> [Text passage]
# Unitronics summer sale - Looking to go stage 1 tune



## sizzle1000 (Jun 30, 2020)

Looking to do the stage 1 tune from unitronics because of the summer sale. It's easy to get 91 Octane fuel here, every gas station has it in Montreal. 

However the stage 2 93 octane is hard because only 1 gas station type has close to it and it's 94 octane only so it would be a pain to use here. 

I know there were a few people here talking about skipping all the way to stage 2 but since the fuel is a no go I'll have to stick to that. 

What do you guys think? :heart:


----------



## ViewlessSquid (Mar 22, 2017)

Have you messaged them to see if going stage 2 on 91 would be fine? I bet the computer would scale back the timing to meet the fuel requirement. 91 and 93 are pretty close in octane. 


Sent from my iPhone using Tapatalk


----------



## claes1992 (Jul 1, 2020)

*I follow this thread*

I am thinking the same. I follow this


----------



## sizzle1000 (Jun 30, 2020)

I don't have the downpipe that it says is required. Is that important? All I have so far is the AEM CAI.


----------



## ViewlessSquid (Mar 22, 2017)

sizzle1000 said:


> I don't have the downpipe that it says is required. Is that important? All I have so far is the AEM CAI.


It’s recommended on their site to have the DP. Honestly, the power bump is very small. So if you want to save on the money side, then yeah, just go for stage one. 


Sent from my iPhone using Tapatalk


----------



## sizzle1000 (Jun 30, 2020)

> [Written task]
In the forum thread about the Unitronics summer sale, what does sizzle1000 say is all they have so far?

> [Record list]
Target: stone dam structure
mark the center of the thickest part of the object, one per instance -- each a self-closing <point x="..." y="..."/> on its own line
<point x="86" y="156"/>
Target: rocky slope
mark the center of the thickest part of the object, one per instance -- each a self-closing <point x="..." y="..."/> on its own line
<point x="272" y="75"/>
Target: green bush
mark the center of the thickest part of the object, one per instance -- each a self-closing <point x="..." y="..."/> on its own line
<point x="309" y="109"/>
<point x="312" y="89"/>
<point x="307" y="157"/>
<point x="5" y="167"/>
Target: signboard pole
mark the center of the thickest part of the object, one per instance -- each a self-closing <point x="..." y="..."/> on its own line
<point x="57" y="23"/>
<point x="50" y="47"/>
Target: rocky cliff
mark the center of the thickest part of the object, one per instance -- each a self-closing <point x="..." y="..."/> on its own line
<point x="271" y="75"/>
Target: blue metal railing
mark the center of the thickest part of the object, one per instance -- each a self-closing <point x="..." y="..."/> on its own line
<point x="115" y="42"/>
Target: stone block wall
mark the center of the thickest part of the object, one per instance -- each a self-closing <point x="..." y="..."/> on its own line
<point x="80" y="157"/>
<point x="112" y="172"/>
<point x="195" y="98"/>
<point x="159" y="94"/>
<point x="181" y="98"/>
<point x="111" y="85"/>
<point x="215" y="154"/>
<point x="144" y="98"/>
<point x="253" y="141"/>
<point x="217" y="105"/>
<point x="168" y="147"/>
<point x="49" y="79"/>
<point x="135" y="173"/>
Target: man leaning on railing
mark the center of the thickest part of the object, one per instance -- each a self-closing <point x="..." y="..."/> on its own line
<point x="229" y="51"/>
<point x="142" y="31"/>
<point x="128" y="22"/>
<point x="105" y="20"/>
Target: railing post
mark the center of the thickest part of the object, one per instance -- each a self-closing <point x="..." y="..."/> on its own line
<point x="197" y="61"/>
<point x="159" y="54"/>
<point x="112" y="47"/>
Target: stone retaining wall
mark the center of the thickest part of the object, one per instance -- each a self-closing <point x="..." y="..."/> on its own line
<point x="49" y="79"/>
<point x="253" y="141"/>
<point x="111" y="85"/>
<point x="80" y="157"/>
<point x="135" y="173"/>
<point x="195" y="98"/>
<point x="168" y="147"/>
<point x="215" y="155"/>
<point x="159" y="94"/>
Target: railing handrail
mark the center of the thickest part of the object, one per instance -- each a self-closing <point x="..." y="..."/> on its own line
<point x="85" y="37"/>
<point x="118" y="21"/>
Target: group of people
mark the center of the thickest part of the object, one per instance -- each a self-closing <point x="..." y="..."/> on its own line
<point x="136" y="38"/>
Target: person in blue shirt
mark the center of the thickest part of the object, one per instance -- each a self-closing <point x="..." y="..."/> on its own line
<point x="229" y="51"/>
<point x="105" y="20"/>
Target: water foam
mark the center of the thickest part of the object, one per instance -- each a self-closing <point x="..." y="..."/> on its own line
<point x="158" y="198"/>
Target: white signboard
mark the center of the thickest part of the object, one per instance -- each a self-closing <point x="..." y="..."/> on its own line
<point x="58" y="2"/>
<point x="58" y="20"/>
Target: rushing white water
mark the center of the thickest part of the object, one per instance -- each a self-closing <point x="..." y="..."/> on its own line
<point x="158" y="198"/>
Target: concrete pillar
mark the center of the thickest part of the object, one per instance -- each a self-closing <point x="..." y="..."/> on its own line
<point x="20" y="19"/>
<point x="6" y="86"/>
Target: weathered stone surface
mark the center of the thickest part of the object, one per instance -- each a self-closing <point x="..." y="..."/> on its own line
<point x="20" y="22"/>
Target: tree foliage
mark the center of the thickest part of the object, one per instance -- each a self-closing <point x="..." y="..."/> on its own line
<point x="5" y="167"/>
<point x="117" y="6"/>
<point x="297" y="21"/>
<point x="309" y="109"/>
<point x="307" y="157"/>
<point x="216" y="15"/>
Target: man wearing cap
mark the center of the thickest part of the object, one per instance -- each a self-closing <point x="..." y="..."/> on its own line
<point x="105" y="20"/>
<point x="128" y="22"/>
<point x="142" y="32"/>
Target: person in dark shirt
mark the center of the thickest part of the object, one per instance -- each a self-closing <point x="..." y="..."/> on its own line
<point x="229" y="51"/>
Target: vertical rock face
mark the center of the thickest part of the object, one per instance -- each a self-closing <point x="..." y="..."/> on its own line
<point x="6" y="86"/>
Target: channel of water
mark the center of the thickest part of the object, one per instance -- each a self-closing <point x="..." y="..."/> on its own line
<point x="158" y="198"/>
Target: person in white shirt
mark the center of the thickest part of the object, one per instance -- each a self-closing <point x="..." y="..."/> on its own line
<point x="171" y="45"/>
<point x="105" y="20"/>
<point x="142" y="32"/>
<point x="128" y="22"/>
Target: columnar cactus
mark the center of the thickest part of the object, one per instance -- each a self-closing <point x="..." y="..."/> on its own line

> [Exercise output]
The AEM CAI.